--- START Records provided ---

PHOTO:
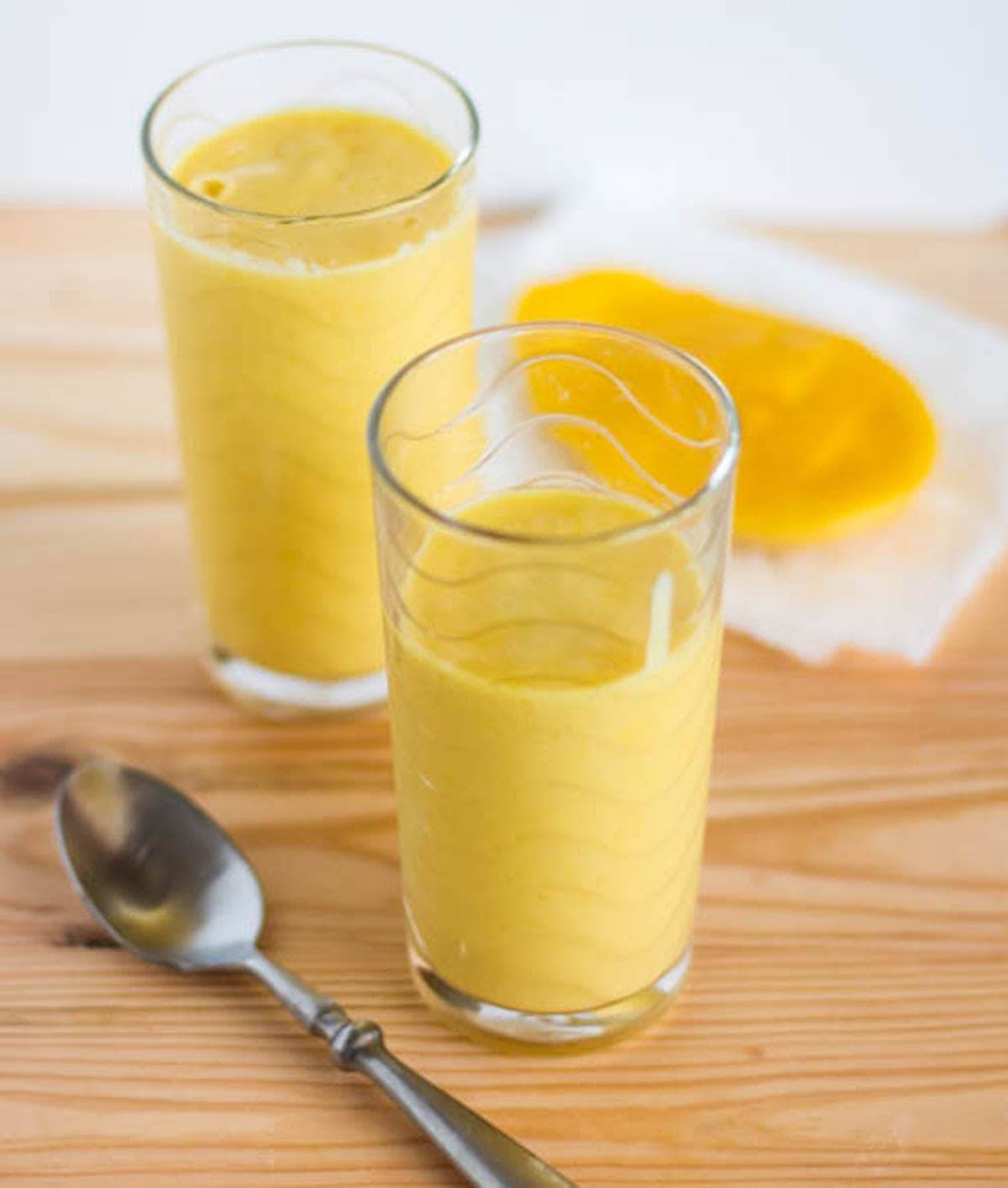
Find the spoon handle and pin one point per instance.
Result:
(485, 1155)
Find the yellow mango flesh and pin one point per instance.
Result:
(832, 436)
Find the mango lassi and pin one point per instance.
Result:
(552, 709)
(291, 293)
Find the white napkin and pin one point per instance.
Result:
(893, 588)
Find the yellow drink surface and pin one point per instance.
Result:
(552, 711)
(281, 335)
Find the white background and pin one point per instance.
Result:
(850, 112)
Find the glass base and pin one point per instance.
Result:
(283, 695)
(554, 1029)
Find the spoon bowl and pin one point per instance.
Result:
(168, 883)
(155, 871)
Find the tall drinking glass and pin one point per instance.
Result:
(287, 303)
(554, 513)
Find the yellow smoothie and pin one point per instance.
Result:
(281, 330)
(552, 711)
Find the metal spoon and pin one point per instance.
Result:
(169, 884)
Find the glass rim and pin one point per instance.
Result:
(459, 163)
(715, 481)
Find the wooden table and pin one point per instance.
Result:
(847, 1018)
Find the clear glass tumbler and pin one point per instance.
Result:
(281, 330)
(554, 507)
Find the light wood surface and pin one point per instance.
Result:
(847, 1017)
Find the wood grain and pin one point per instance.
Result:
(847, 1018)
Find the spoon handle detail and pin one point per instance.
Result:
(485, 1155)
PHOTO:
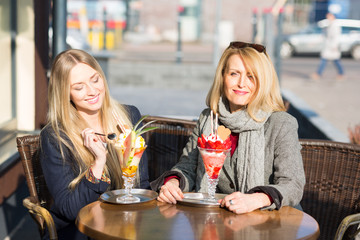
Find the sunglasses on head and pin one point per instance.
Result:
(239, 45)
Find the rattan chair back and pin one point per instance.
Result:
(166, 144)
(332, 189)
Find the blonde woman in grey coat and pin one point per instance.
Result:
(265, 169)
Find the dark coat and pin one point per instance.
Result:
(59, 173)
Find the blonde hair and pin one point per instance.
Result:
(67, 122)
(267, 96)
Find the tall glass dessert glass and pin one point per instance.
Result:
(213, 160)
(130, 147)
(129, 167)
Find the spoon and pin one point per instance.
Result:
(110, 136)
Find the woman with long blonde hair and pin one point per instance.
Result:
(76, 164)
(264, 169)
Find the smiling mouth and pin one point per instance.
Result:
(239, 92)
(93, 100)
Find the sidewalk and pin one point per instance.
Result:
(147, 75)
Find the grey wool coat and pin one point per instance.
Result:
(283, 168)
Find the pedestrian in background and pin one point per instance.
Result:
(331, 50)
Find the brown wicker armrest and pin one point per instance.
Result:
(345, 223)
(30, 203)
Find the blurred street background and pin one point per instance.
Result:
(161, 56)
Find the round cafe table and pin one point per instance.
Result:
(156, 220)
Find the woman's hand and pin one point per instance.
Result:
(238, 202)
(97, 148)
(170, 192)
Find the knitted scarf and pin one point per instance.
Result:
(248, 159)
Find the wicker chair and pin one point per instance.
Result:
(165, 144)
(332, 192)
(39, 200)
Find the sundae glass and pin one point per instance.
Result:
(130, 147)
(213, 150)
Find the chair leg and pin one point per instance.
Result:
(345, 224)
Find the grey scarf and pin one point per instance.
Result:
(248, 158)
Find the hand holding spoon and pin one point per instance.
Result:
(110, 136)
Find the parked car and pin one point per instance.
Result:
(310, 40)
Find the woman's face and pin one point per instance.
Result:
(239, 84)
(87, 89)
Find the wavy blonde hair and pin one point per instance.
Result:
(267, 96)
(67, 122)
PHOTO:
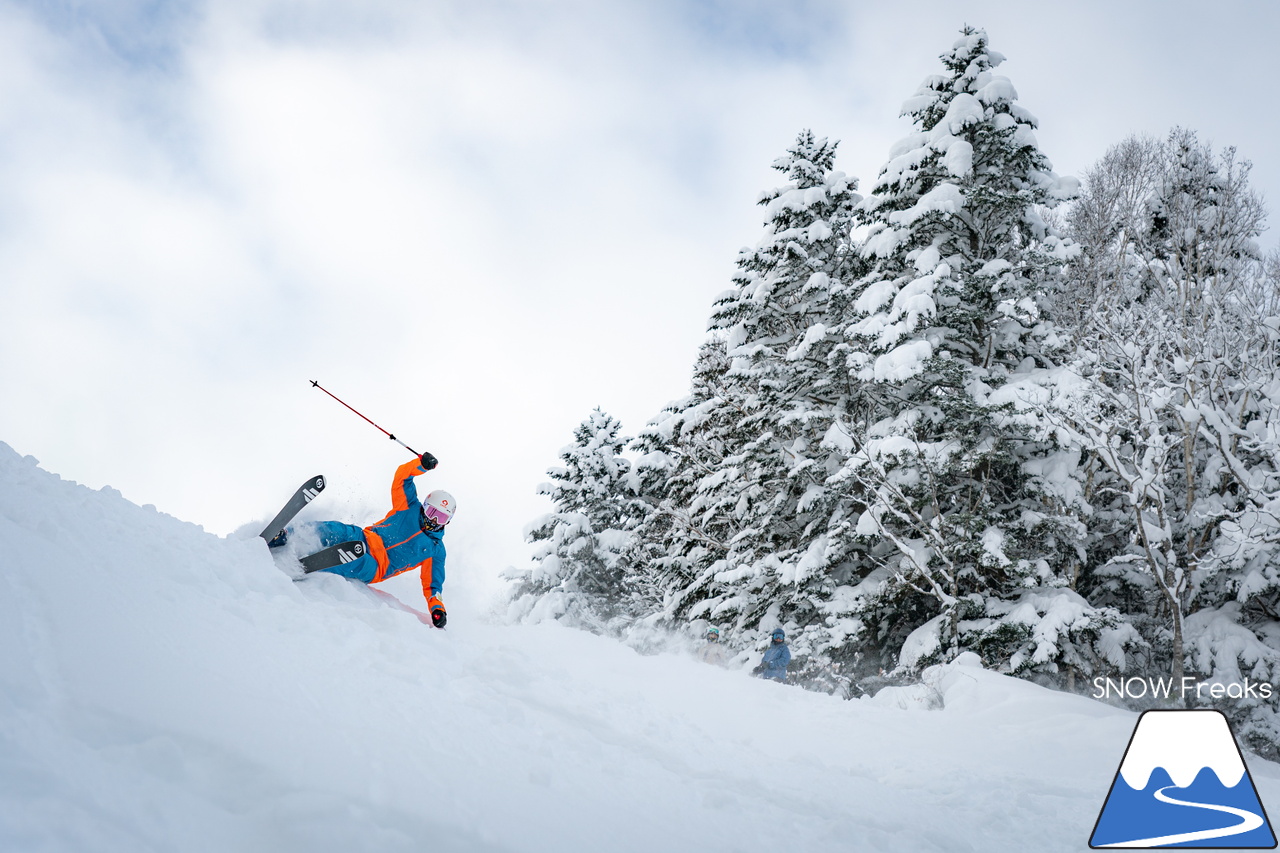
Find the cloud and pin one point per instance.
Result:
(475, 220)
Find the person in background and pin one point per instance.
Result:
(776, 658)
(713, 652)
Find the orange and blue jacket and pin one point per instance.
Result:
(398, 543)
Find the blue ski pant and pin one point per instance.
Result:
(336, 533)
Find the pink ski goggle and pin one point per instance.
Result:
(437, 516)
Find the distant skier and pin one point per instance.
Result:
(776, 658)
(408, 537)
(713, 652)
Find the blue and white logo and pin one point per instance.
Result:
(1183, 783)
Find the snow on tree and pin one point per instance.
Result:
(1173, 395)
(963, 510)
(577, 575)
(735, 525)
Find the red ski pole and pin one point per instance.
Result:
(316, 384)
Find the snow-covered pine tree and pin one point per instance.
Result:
(748, 442)
(577, 575)
(963, 509)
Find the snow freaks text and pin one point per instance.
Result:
(1164, 688)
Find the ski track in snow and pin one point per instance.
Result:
(1248, 821)
(167, 689)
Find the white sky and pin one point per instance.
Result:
(474, 220)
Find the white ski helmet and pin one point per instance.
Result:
(438, 509)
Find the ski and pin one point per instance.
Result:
(305, 495)
(333, 556)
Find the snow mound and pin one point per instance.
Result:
(167, 689)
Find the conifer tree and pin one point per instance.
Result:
(577, 575)
(963, 507)
(746, 442)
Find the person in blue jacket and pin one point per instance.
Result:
(408, 537)
(776, 658)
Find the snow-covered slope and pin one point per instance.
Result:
(167, 689)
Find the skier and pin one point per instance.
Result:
(408, 537)
(776, 658)
(713, 652)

--- END Records provided ---

Repeat only the stretch of lines that begins at the line containing "Find the person in background" and ends at the last line above, both included.

Find the person in background and pin one point per instance.
Result:
(776, 658)
(713, 652)
Find the orange and blue jacket and pin one point per instance.
Result:
(398, 543)
Find the blue ski pant and pin one point per instance.
Result:
(336, 533)
Find the pink ski goggle and pin one point per instance.
Result:
(437, 516)
Find the distant skier and pin one point per instance.
Result:
(776, 658)
(408, 537)
(713, 652)
Find the blue and white logo and pin one point per instance.
Result:
(1183, 783)
Find the snow on tree and pin one point per instance.
Result:
(1173, 395)
(963, 510)
(577, 575)
(735, 525)
Find the red ski pole and pin one point per instance.
Result:
(316, 384)
Find the snow-covered pine tree and pin one point per instance.
Result:
(748, 442)
(577, 575)
(963, 509)
Find the snow freaks text and pin one point per instance.
Result:
(1164, 688)
Find the ski track in snow and pin one point per instance.
Result:
(1248, 821)
(167, 689)
Find the white sky and pin one point per instance.
Result:
(474, 220)
Find the white ski helmet and pin one point per instance.
Result:
(438, 509)
Find the ski and pin one point per instance.
Result:
(305, 495)
(333, 556)
Find the snow mound and pin one point per instance.
Result:
(167, 689)
Find the conifer tree and pin one point per instance.
Result:
(577, 575)
(963, 507)
(746, 442)
Find the person in blue jacket and pin one point per instance.
Result:
(408, 537)
(776, 658)
Find the snow-covered slope and pin one point per instance.
Result:
(167, 689)
Find the skier and pin one point per instance.
Result:
(408, 537)
(776, 658)
(713, 652)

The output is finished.